** Opening AVAILABLE DATA block **

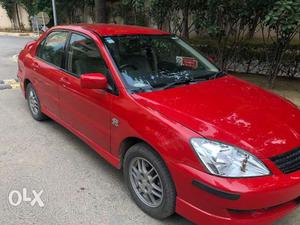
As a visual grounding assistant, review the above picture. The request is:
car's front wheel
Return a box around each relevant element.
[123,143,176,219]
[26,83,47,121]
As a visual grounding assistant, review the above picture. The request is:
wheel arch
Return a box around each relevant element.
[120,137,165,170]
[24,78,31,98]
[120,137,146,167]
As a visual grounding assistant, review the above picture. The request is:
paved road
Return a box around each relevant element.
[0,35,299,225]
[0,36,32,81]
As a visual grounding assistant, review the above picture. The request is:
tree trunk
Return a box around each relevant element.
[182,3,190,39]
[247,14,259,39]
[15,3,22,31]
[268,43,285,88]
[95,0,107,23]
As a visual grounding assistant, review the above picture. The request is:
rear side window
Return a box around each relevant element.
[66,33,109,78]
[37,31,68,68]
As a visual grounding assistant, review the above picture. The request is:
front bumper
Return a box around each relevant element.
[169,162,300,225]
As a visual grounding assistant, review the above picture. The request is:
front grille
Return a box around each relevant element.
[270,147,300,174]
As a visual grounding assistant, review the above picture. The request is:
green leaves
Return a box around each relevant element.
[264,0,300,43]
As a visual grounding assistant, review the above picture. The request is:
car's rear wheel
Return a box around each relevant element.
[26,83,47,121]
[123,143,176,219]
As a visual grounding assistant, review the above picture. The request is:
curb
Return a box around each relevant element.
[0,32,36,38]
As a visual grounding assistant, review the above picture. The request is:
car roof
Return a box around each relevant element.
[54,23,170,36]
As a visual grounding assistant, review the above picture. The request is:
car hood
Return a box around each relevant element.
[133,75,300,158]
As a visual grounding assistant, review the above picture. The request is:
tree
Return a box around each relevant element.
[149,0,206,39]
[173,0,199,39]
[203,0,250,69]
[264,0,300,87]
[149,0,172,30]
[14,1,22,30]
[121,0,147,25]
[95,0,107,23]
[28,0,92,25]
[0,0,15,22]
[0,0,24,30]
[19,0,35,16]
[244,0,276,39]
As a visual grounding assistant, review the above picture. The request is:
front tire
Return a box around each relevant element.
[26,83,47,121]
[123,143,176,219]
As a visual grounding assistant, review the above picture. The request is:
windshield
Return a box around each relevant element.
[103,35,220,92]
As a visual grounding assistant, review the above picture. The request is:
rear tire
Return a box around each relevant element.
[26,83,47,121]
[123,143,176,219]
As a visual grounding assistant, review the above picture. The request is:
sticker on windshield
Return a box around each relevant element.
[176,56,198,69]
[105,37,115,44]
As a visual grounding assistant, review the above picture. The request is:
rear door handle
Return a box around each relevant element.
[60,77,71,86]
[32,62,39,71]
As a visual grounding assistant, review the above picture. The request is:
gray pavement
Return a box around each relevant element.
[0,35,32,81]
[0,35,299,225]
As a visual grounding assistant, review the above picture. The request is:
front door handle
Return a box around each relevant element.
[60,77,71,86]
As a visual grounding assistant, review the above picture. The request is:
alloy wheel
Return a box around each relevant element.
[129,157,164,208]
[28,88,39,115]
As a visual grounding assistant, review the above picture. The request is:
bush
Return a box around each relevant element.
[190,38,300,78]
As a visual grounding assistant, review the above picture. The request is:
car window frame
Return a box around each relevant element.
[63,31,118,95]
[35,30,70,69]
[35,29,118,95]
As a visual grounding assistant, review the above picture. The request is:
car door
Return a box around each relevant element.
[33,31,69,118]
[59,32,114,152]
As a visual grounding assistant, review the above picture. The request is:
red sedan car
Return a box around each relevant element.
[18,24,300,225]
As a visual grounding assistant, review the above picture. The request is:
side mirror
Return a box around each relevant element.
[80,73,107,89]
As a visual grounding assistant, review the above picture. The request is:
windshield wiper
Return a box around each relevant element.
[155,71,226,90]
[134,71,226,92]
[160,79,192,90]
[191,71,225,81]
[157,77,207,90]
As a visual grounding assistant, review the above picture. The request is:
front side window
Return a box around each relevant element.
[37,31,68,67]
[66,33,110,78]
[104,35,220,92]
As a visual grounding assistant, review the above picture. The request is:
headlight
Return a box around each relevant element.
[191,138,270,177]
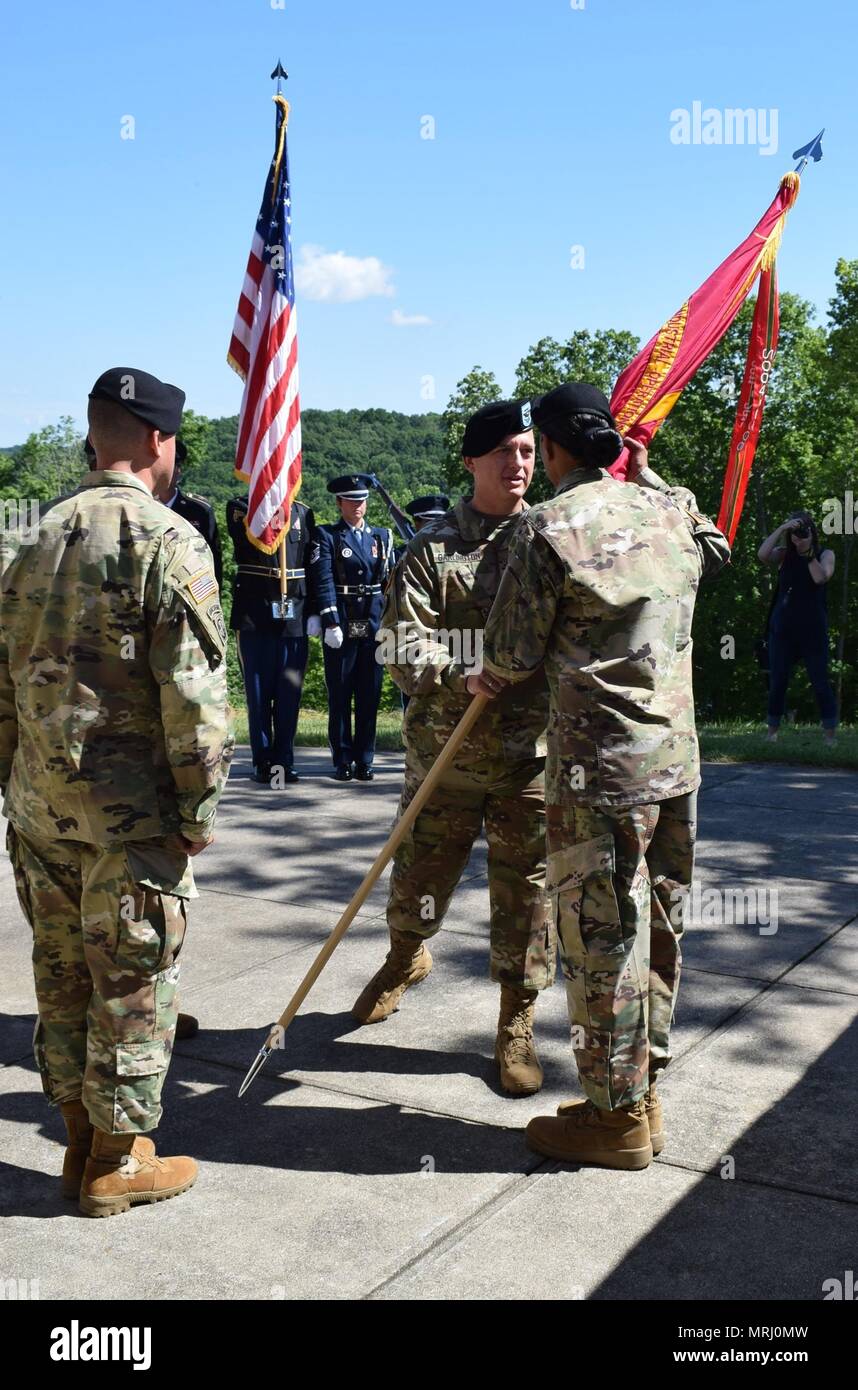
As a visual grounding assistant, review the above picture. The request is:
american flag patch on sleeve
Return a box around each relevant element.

** Closing AVAILABLE DATA block **

_TASK DESCRIPTION_
Check each line of the entries for the string "window". Copy the lines that have it.

_ANSWER TO THIS PROBLEM_
rear side window
car window frame
front side window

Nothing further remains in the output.